What you have to do: Although the records contain pictures, the copy must not; reproduce everything else in them exactly.

Material shown:
+--

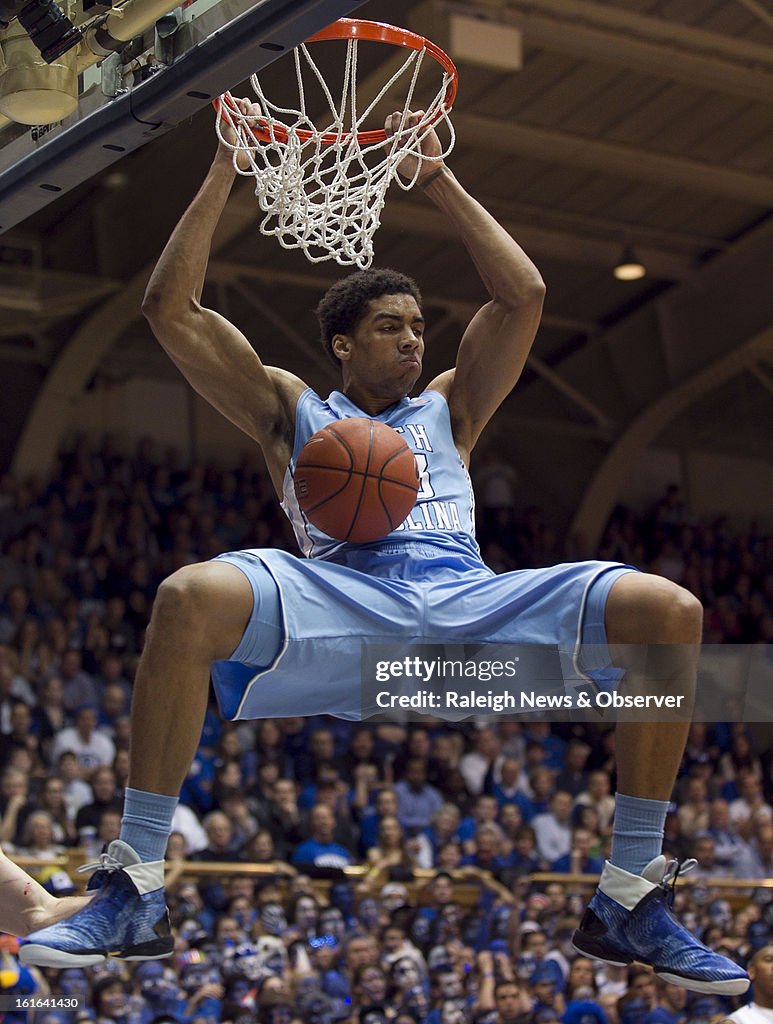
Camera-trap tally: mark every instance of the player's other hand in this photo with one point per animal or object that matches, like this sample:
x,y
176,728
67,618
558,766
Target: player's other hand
x,y
429,146
251,112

+--

Solution for this exercise:
Camera-trap tally: mark every instance of the player's other hand in this photo with one point per animal or object that matches, like this sample:
x,y
176,728
67,618
558,766
Target: player's other hand
x,y
429,146
251,112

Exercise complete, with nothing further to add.